-- Do zrobienia --
Przepisz w formie listy akapit tekstu o współpracy z wydawnictwami, który zaczyna się od słów „Po dwóch latach współpracowania”. Zachowaj jego główne fakty.

-- Tekst strony --
*****
Po dwóch latach współpracowania z wydawnictwami, postanowiłam w końcu z tym skończyć, ale zawsze pisałam szczere opinie. Również, jak zaczynałam moją przygodę z współpracami, nigdy nie miałam obaw przed skrytykowaniem czegoś, co mi się nie podobało, ani nie bałam się, jak zareaguje na to wydawnictwo. Zawsze byłam zdania, że prawda jest najważniejsza, więc jeśli wydawnictwo miałoby z tym problem, to trudno, nie powinni w takim razie w to wchodzić. Prawdopodobnie większość recenzji tych darmowych książek, jakie dotychczas napisałam, jest pochlebna, ale zawsze wynikało to z tego faktu, iż naprawdę ostrożnie dobierałam egzemplarze, bo nie chciałam się później męczyć się z czytaniem jakiegoś gniota, co i tak niestety kilka razy mi się zdarzyło.
*****
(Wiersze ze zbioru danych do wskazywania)
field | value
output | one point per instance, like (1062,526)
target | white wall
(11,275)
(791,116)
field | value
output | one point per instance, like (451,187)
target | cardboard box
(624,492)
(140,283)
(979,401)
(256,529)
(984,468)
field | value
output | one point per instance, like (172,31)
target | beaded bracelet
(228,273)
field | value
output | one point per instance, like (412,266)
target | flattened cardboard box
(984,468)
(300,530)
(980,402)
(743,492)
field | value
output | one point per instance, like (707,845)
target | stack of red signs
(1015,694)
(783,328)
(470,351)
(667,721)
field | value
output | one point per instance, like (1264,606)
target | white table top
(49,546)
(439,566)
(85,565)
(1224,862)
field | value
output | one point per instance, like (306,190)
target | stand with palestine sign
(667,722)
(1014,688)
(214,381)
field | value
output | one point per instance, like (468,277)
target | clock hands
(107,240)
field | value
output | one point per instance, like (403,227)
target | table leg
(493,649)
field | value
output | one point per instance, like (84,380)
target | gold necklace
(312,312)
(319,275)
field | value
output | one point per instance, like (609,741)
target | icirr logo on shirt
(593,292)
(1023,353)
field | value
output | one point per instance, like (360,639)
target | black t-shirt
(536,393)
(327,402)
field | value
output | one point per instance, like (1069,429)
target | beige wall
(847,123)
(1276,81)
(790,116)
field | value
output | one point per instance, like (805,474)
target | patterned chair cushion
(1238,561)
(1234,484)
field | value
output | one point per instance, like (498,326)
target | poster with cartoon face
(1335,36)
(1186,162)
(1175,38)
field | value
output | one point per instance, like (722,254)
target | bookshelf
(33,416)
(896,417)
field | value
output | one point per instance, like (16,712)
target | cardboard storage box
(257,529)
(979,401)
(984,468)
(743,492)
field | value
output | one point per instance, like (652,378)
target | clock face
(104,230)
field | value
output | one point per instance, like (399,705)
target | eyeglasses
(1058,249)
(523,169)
*****
-- Gotowe zadanie --
- Po dwóch latach postanowiłam zakończyć współpracę z wydawnictwami.
- Zawsze pisałam szczere opinie. Od początku nie bałam się krytykować tego, co mi się nie podobało, ani reakcji wydawnictwa.
- Uważałam, że prawda jest najważniejsza. Wydawnictwo, które miałoby z tym problem, nie powinno podejmować współpracy.
- Większość moich recenzji darmowych książek jest prawdopodobnie pochlebna, bo starannie dobierałam egzemplarze, żeby nie męczyć się ze słabymi książkami.
- Mimo to kilka razy trafiłam na „gniota”.